What this task involves |
When the line with "91L71 102L72 120H82L83" appears below, start repeating lines exactly, and keep going through the line with "negative clicks: (551, 241)"; add nothing outside that span.

[Collected data entries]
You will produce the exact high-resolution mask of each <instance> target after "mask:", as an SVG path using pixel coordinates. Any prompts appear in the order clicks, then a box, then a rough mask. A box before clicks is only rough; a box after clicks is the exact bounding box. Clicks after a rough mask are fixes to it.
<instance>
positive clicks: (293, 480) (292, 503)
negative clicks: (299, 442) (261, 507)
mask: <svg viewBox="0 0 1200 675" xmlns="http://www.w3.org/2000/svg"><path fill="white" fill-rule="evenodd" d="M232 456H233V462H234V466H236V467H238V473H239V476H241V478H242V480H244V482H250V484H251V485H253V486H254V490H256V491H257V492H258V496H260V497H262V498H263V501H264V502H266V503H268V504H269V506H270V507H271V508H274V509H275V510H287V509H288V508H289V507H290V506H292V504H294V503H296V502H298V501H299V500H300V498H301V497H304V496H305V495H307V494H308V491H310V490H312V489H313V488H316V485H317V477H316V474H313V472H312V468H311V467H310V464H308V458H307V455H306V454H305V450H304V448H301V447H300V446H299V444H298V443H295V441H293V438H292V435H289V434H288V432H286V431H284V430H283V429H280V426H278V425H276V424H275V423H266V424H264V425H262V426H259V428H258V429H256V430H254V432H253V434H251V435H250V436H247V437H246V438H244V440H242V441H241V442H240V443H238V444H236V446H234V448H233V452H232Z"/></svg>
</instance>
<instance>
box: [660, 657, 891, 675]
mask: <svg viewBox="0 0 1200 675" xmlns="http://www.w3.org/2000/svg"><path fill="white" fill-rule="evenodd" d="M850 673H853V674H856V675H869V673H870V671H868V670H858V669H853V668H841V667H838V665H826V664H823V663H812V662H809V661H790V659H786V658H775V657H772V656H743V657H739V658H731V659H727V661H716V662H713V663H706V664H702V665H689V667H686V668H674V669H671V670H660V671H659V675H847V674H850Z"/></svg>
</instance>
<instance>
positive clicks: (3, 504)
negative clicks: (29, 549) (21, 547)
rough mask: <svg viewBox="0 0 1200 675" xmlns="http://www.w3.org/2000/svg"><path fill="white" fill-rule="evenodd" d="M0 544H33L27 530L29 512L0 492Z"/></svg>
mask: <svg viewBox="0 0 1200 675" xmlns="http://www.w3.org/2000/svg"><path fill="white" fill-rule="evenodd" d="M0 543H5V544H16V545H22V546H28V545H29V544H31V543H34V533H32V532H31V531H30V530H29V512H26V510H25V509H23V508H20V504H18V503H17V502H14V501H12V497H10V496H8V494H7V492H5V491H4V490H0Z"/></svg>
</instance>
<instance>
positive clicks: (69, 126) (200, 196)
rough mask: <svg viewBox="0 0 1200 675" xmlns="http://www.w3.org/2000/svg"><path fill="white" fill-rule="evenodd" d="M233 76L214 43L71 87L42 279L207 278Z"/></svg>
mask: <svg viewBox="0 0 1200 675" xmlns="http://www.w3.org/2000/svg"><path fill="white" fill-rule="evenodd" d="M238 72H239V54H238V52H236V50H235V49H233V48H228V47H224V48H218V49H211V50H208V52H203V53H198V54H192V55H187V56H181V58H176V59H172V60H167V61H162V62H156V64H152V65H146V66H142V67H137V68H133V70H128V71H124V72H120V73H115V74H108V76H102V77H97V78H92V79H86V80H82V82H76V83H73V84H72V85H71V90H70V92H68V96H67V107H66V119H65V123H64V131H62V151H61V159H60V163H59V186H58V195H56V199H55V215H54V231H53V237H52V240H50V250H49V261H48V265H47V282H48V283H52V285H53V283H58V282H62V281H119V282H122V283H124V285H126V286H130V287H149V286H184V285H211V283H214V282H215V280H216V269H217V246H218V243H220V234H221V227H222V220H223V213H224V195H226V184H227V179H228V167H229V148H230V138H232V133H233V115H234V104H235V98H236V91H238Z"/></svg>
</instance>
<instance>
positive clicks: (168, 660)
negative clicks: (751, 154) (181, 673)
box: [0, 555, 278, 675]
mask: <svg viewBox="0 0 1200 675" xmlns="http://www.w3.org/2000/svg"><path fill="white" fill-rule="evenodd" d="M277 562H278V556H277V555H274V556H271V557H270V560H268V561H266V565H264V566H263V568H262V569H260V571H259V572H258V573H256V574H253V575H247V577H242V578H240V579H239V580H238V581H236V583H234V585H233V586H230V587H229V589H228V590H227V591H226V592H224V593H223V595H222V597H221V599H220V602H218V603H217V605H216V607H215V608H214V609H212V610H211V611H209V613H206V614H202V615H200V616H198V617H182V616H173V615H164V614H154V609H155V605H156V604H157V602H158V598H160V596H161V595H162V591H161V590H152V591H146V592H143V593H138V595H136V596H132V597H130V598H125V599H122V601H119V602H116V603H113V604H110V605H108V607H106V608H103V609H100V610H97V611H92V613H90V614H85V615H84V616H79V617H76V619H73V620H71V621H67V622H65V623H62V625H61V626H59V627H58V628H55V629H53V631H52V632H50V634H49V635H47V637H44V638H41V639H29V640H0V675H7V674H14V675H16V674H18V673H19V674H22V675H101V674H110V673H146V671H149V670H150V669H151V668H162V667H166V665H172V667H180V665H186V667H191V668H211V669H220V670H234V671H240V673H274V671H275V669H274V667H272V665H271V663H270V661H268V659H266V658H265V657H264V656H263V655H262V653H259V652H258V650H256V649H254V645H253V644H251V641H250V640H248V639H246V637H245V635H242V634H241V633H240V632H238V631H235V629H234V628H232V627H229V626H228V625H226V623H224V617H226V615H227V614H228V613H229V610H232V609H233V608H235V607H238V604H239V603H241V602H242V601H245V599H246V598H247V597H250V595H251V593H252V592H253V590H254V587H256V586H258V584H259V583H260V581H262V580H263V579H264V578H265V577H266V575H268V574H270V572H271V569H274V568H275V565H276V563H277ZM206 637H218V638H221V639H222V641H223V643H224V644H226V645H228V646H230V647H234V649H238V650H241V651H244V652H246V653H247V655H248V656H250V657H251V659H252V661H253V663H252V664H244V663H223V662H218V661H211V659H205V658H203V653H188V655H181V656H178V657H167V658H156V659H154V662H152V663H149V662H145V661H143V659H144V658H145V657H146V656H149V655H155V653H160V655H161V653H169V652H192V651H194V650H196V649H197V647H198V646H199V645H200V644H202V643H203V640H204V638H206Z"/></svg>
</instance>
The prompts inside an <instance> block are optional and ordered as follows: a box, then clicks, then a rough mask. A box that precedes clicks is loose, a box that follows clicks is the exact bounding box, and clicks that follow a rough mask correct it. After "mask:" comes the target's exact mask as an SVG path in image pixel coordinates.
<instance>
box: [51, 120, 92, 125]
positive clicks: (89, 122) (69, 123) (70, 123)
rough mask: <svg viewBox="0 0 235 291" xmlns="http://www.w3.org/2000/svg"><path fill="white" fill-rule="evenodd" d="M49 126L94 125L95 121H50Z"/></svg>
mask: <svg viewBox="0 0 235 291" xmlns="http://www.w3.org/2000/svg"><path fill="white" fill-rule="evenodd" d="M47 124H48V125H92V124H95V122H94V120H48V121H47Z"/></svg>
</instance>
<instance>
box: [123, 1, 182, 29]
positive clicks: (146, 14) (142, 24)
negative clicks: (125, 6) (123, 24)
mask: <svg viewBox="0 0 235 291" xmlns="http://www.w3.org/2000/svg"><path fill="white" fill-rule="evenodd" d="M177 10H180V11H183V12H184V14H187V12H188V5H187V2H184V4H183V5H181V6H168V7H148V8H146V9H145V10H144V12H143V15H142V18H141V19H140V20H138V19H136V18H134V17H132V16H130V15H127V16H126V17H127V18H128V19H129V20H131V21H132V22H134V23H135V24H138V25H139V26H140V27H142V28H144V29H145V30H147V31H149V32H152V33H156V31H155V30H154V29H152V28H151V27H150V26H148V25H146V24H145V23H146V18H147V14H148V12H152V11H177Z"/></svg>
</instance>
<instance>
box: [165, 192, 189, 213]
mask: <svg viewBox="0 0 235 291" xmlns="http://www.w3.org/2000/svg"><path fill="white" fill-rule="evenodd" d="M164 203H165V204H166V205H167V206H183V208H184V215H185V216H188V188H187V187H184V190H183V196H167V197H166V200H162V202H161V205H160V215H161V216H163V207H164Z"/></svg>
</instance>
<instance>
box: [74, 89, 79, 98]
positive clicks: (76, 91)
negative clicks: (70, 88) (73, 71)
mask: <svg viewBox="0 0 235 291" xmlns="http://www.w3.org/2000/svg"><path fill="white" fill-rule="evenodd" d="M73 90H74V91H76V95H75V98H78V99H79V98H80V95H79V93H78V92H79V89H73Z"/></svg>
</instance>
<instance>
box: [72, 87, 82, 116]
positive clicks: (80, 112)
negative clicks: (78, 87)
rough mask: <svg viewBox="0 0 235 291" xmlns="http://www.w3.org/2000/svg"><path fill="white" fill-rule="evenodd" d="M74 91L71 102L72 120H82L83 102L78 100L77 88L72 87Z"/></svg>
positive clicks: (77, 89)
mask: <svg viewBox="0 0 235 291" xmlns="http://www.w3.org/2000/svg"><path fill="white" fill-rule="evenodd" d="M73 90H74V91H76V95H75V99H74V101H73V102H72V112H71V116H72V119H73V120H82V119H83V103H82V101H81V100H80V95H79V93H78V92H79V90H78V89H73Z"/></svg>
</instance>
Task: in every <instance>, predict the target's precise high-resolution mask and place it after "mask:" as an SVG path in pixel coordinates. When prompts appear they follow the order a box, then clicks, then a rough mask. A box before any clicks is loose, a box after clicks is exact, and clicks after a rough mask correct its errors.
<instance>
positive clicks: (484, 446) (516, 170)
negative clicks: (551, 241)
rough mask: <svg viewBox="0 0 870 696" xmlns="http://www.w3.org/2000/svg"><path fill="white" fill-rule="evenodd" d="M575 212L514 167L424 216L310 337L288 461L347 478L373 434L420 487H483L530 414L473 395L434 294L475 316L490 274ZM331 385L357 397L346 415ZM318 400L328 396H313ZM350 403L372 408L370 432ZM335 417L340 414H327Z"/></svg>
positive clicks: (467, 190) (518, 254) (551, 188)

Your response |
rough mask: <svg viewBox="0 0 235 291" xmlns="http://www.w3.org/2000/svg"><path fill="white" fill-rule="evenodd" d="M74 91L71 102L72 120H82L83 102L78 100L77 88L72 87Z"/></svg>
positive clicks: (77, 89)
mask: <svg viewBox="0 0 235 291" xmlns="http://www.w3.org/2000/svg"><path fill="white" fill-rule="evenodd" d="M73 90H74V91H76V95H75V99H74V101H73V102H72V112H71V116H72V119H73V120H82V119H83V103H82V101H81V100H80V95H79V93H78V92H79V90H78V89H73Z"/></svg>
</instance>
Task: in every <instance>, predict the target's precise high-resolution mask and place it after "mask:" as an SVG path in pixel coordinates. When prompts appear they follow the order a box, then clicks, then a rough mask. A box before any clicks is loose, a box after clicks is exact, and clicks after a rough mask correct its errors.
<instance>
positive clicks: (484, 446) (516, 170)
negative clicks: (551, 241)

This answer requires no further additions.